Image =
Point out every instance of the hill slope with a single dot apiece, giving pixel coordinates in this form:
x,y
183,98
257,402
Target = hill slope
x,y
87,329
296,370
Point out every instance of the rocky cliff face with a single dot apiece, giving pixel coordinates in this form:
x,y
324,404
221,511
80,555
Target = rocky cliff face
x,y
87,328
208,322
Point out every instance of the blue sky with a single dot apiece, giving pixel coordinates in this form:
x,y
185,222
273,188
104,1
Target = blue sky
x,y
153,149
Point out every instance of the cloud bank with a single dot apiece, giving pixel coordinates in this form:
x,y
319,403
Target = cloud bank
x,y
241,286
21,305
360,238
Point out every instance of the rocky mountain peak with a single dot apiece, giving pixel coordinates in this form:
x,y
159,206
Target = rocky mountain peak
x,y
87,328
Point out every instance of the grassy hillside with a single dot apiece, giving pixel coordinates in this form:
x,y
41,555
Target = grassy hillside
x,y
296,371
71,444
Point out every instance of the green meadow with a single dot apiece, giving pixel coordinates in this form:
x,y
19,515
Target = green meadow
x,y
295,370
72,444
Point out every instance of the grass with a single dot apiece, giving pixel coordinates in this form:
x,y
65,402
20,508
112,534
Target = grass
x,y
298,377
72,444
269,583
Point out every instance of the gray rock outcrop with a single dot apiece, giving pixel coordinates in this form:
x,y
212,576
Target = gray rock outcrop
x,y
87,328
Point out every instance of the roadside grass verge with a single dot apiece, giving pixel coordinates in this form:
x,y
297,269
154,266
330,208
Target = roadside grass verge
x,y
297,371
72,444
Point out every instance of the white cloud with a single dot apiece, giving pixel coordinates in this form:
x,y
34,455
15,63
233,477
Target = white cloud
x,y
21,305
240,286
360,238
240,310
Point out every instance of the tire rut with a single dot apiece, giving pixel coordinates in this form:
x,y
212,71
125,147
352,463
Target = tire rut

- Description of the task -
Convert every line above into a Markdown table with two columns, Row and Line, numbering the lines in sequence and omitting any blank lines.

- In response -
| Row | Line |
|---|---|
| 1 | Image = |
| 2 | Point out every instance of the hill slope with a single dot apiece, giving pixel coordinates in this form: |
| 3 | x,y |
| 4 | 183,98 |
| 5 | 257,402 |
| 6 | Target = hill slope |
| 7 | x,y |
| 8 | 87,329 |
| 9 | 296,370 |
| 10 | Point out every instance of the rocky cliff face with a single dot apiece, giving pixel coordinates in this form: |
| 11 | x,y |
| 12 | 324,404 |
| 13 | 221,511 |
| 14 | 80,555 |
| 15 | Target = rocky cliff face |
| 16 | x,y |
| 17 | 87,328 |
| 18 | 208,322 |
| 19 | Point out every instance of the blue sky with a single dot apiece, giving pixel coordinates in this form: |
| 20 | x,y |
| 21 | 185,222 |
| 22 | 273,188 |
| 23 | 104,1 |
| 24 | Target = blue sky |
| 25 | x,y |
| 26 | 153,149 |
| 27 | Point out every instance of the cloud bank with a single dot apiece, giving pixel coordinates in this form: |
| 28 | x,y |
| 29 | 319,403 |
| 30 | Target = cloud bank |
| 31 | x,y |
| 32 | 241,286 |
| 33 | 21,305 |
| 34 | 360,238 |
| 35 | Point out every instance of the rocky mountain peak with a single dot apiece, giving pixel coordinates in this form: |
| 36 | x,y |
| 37 | 159,206 |
| 38 | Target = rocky mountain peak |
| 39 | x,y |
| 40 | 87,328 |
| 41 | Point out every instance of the grassy hillside with a single dot apiece, giving pixel coordinates in this form: |
| 42 | x,y |
| 43 | 41,555 |
| 44 | Target = grassy hillside |
| 45 | x,y |
| 46 | 296,371 |
| 47 | 71,444 |
| 48 | Point out every instance of the green meadow with a single dot apiece, giving pixel coordinates in this form: |
| 49 | x,y |
| 50 | 19,515 |
| 51 | Target = green meadow |
| 52 | x,y |
| 53 | 295,370 |
| 54 | 72,444 |
| 55 | Point out every instance of the grass with a single dot apiece, giving pixel coordinates in this form: |
| 56 | x,y |
| 57 | 65,402 |
| 58 | 20,508 |
| 59 | 112,534 |
| 60 | Target = grass |
| 61 | x,y |
| 62 | 298,377 |
| 63 | 72,444 |
| 64 | 269,583 |
| 65 | Point out every instance of the gray rock outcrop with a single dot apiece, giving pixel coordinates in this form: |
| 66 | x,y |
| 67 | 212,576 |
| 68 | Target = gray rock outcrop |
| 69 | x,y |
| 70 | 87,328 |
| 71 | Point out every instance of the roadside grass verge with a single dot apiece, giving pixel coordinates in this form: |
| 72 | x,y |
| 73 | 297,269 |
| 74 | 154,266 |
| 75 | 330,208 |
| 76 | Target = roadside grass verge |
| 77 | x,y |
| 78 | 297,371 |
| 79 | 72,444 |
| 80 | Point out every instance of the white cloud with a single dot apiece, giving pixel coordinates in this form: |
| 81 | x,y |
| 82 | 34,455 |
| 83 | 15,63 |
| 84 | 233,477 |
| 85 | Target = white cloud |
| 86 | x,y |
| 87 | 21,305 |
| 88 | 240,286 |
| 89 | 360,238 |
| 90 | 240,310 |
| 91 | Point out every instance of the tire rut with a single dot apiece, giving pixel coordinates in this form: |
| 92 | x,y |
| 93 | 212,71 |
| 94 | 125,147 |
| 95 | 352,463 |
| 96 | Target = tire rut |